> **Records for this exercise**
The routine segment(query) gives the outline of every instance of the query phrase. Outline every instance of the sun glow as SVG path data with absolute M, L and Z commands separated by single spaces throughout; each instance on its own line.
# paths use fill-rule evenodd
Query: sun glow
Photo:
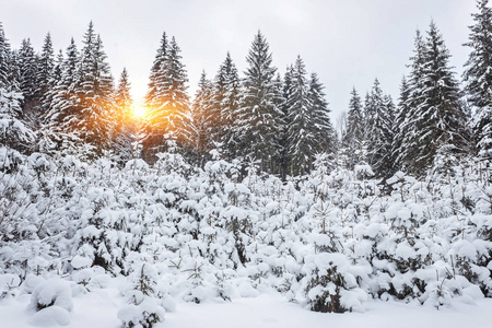
M 136 119 L 145 119 L 147 114 L 148 113 L 145 106 L 143 106 L 143 104 L 141 104 L 140 102 L 134 103 L 131 107 L 131 115 Z

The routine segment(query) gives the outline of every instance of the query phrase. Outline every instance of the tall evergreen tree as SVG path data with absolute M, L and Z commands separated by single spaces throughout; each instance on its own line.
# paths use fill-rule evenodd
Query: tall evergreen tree
M 145 125 L 145 159 L 152 161 L 155 152 L 168 147 L 168 141 L 178 145 L 191 143 L 194 126 L 190 119 L 189 97 L 186 83 L 188 77 L 181 62 L 180 49 L 173 37 L 167 46 L 166 39 L 157 51 L 154 67 L 160 66 L 153 75 L 150 86 L 155 87 L 148 93 L 147 102 L 151 104 L 148 124 Z M 154 69 L 153 67 L 153 69 Z M 155 81 L 156 84 L 152 84 Z
M 471 48 L 465 63 L 465 91 L 477 115 L 472 121 L 473 137 L 481 156 L 492 157 L 492 9 L 489 0 L 477 1 L 478 13 L 470 26 Z
M 12 54 L 0 23 L 0 145 L 26 151 L 34 133 L 21 120 L 22 94 L 12 74 Z
M 365 105 L 365 122 L 367 138 L 367 160 L 377 176 L 391 174 L 391 139 L 393 114 L 387 99 L 379 87 L 379 81 L 374 81 L 373 89 Z
M 401 157 L 411 171 L 422 174 L 441 148 L 464 151 L 466 130 L 458 82 L 448 66 L 450 55 L 433 22 L 425 43 L 418 46 L 409 85 L 409 127 Z M 418 83 L 415 77 L 419 77 Z
M 212 141 L 219 142 L 220 151 L 235 157 L 238 140 L 234 139 L 233 125 L 241 101 L 241 81 L 231 54 L 227 52 L 214 79 L 214 97 L 209 121 L 213 121 Z
M 36 121 L 36 107 L 39 105 L 37 97 L 37 65 L 38 59 L 31 40 L 28 38 L 23 39 L 19 50 L 20 87 L 24 97 L 22 101 L 23 115 L 31 121 Z
M 133 101 L 130 95 L 130 87 L 128 72 L 124 68 L 115 93 L 114 128 L 112 132 L 112 150 L 120 165 L 133 157 L 132 143 L 137 134 L 136 118 L 131 116 Z
M 60 79 L 49 91 L 51 102 L 45 119 L 54 141 L 57 143 L 57 150 L 73 148 L 77 139 L 75 125 L 80 112 L 77 95 L 79 51 L 73 38 L 66 54 L 67 57 L 61 63 Z
M 99 153 L 109 141 L 114 82 L 103 42 L 101 36 L 95 34 L 92 22 L 83 44 L 75 86 L 81 106 L 77 113 L 77 129 L 82 140 Z
M 10 45 L 0 22 L 0 87 L 7 90 L 9 84 Z
M 403 138 L 408 133 L 409 126 L 407 125 L 409 115 L 409 97 L 410 89 L 407 79 L 403 77 L 400 84 L 400 97 L 398 99 L 398 105 L 395 109 L 395 122 L 394 122 L 394 139 L 393 139 L 393 157 L 395 159 L 395 167 L 402 169 L 402 143 Z
M 244 95 L 234 129 L 241 140 L 238 155 L 259 161 L 260 169 L 274 171 L 282 112 L 278 107 L 276 71 L 269 46 L 261 32 L 255 36 L 246 57 Z
M 195 96 L 191 113 L 194 124 L 196 127 L 194 143 L 198 153 L 203 154 L 207 150 L 212 148 L 212 131 L 216 121 L 210 115 L 214 108 L 213 99 L 213 84 L 207 79 L 207 73 L 203 71 L 198 83 L 198 91 Z
M 164 74 L 163 74 L 163 67 L 164 61 L 167 58 L 167 48 L 168 48 L 168 42 L 166 33 L 164 32 L 162 34 L 161 38 L 161 46 L 157 48 L 157 52 L 155 55 L 154 62 L 152 63 L 151 73 L 149 77 L 149 89 L 145 94 L 145 106 L 149 109 L 152 109 L 154 107 L 159 107 L 159 92 L 162 90 L 164 82 Z
M 48 33 L 43 44 L 43 50 L 37 63 L 37 96 L 43 99 L 49 89 L 49 82 L 55 69 L 55 52 L 52 49 L 51 35 Z M 44 108 L 46 109 L 46 108 Z
M 324 89 L 318 75 L 312 73 L 308 97 L 314 117 L 313 133 L 318 140 L 317 152 L 333 154 L 337 151 L 338 138 L 330 120 L 330 110 Z
M 309 97 L 309 82 L 306 78 L 306 67 L 297 57 L 290 77 L 288 102 L 288 155 L 291 175 L 311 172 L 314 155 L 319 142 L 316 139 L 314 126 L 315 117 L 312 98 Z
M 347 118 L 347 133 L 342 147 L 347 150 L 348 165 L 353 167 L 361 161 L 362 142 L 364 140 L 364 108 L 355 87 L 351 92 Z

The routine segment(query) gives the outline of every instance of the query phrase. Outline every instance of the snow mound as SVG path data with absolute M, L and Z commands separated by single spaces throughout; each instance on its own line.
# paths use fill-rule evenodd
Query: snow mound
M 49 306 L 34 314 L 30 324 L 37 327 L 56 327 L 70 325 L 70 314 L 60 306 Z
M 58 306 L 71 312 L 73 309 L 72 289 L 67 281 L 59 278 L 46 280 L 34 289 L 30 306 L 37 311 Z

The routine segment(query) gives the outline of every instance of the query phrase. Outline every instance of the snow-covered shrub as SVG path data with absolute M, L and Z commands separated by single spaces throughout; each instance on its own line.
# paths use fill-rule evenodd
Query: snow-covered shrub
M 320 253 L 306 258 L 303 272 L 311 309 L 324 313 L 364 309 L 362 302 L 367 294 L 359 288 L 361 276 L 354 276 L 350 267 L 342 254 Z
M 31 296 L 31 308 L 42 311 L 50 306 L 58 306 L 68 312 L 73 309 L 72 289 L 60 278 L 51 278 L 39 283 Z
M 126 292 L 128 305 L 118 311 L 118 318 L 125 328 L 152 328 L 164 320 L 165 309 L 156 298 L 156 271 L 153 267 L 142 263 L 130 274 L 132 289 Z

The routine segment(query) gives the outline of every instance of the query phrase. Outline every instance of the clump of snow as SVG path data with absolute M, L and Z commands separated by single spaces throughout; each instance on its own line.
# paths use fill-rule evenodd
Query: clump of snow
M 51 278 L 39 283 L 31 296 L 30 307 L 36 311 L 54 305 L 68 312 L 73 309 L 70 283 L 59 278 Z

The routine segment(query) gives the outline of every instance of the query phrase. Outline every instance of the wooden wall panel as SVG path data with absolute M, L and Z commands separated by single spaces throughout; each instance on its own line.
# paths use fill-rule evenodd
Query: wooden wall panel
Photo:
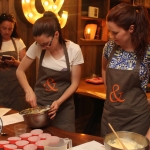
M 103 45 L 81 46 L 84 64 L 82 65 L 82 77 L 91 77 L 92 74 L 101 76 L 101 57 Z
M 35 0 L 36 3 L 40 3 L 40 0 Z M 25 21 L 26 19 L 23 17 L 21 12 L 21 0 L 0 0 L 0 13 L 13 13 L 17 19 L 18 23 L 18 32 L 22 40 L 27 46 L 29 46 L 34 42 L 32 36 L 32 25 Z M 37 4 L 38 6 L 38 4 Z M 20 12 L 16 11 L 20 9 Z M 76 42 L 76 20 L 77 20 L 77 2 L 76 0 L 65 0 L 61 11 L 68 11 L 68 21 L 66 26 L 63 28 L 62 33 L 66 39 L 70 39 Z M 36 61 L 30 66 L 27 70 L 27 78 L 32 87 L 34 87 L 36 81 Z

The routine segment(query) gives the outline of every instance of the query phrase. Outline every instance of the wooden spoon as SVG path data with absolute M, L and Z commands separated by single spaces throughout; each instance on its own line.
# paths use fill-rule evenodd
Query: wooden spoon
M 120 144 L 122 145 L 123 149 L 128 150 L 126 148 L 126 146 L 122 143 L 122 141 L 120 140 L 119 136 L 117 135 L 116 131 L 113 129 L 113 127 L 111 126 L 110 123 L 108 123 L 109 127 L 111 128 L 111 130 L 113 131 L 113 133 L 115 134 L 115 136 L 117 137 L 117 139 L 119 140 Z

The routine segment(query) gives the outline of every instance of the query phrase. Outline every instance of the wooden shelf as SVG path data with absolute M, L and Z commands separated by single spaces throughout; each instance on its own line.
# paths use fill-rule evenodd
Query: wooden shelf
M 97 39 L 94 39 L 94 40 L 87 40 L 87 39 L 83 39 L 83 38 L 80 38 L 80 45 L 104 45 L 107 41 L 102 41 L 102 40 L 97 40 Z

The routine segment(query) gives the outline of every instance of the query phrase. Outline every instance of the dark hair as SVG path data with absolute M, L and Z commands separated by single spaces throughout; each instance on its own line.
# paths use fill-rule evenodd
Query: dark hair
M 120 3 L 108 12 L 106 21 L 114 22 L 124 30 L 134 25 L 131 40 L 137 57 L 142 59 L 149 45 L 150 20 L 147 9 L 141 5 Z
M 45 34 L 47 36 L 54 36 L 55 32 L 59 32 L 59 43 L 64 44 L 65 40 L 62 37 L 61 27 L 57 16 L 51 12 L 46 11 L 43 17 L 36 20 L 33 25 L 33 36 L 41 36 Z
M 8 14 L 8 13 L 2 13 L 0 15 L 0 24 L 3 23 L 4 21 L 9 21 L 9 22 L 14 23 L 14 29 L 13 29 L 13 32 L 11 34 L 11 37 L 20 38 L 18 35 L 18 32 L 17 32 L 17 22 L 16 22 L 14 15 Z M 2 47 L 2 40 L 3 39 L 2 39 L 2 36 L 0 34 L 0 49 Z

> **Task directions**
Rewrite the stretch from the start of the items through the line containing "M 136 119 L" as a numbered list, skipping blank lines and leaving out the pictures.

> **Output of the task**
1. The routine segment(query) gives the outline of every instance of the query phrase. Outline every instance of the sun glow as SVG path data with absolute M, L and Z commands separated by single spaces throughout; each instance on its own line.
2. # paths use fill-rule evenodd
3. Query: sun glow
4. Photo:
5. M 136 119 L 145 119 L 147 114 L 148 113 L 145 106 L 143 106 L 143 104 L 141 104 L 140 102 L 134 103 L 131 107 L 131 115 Z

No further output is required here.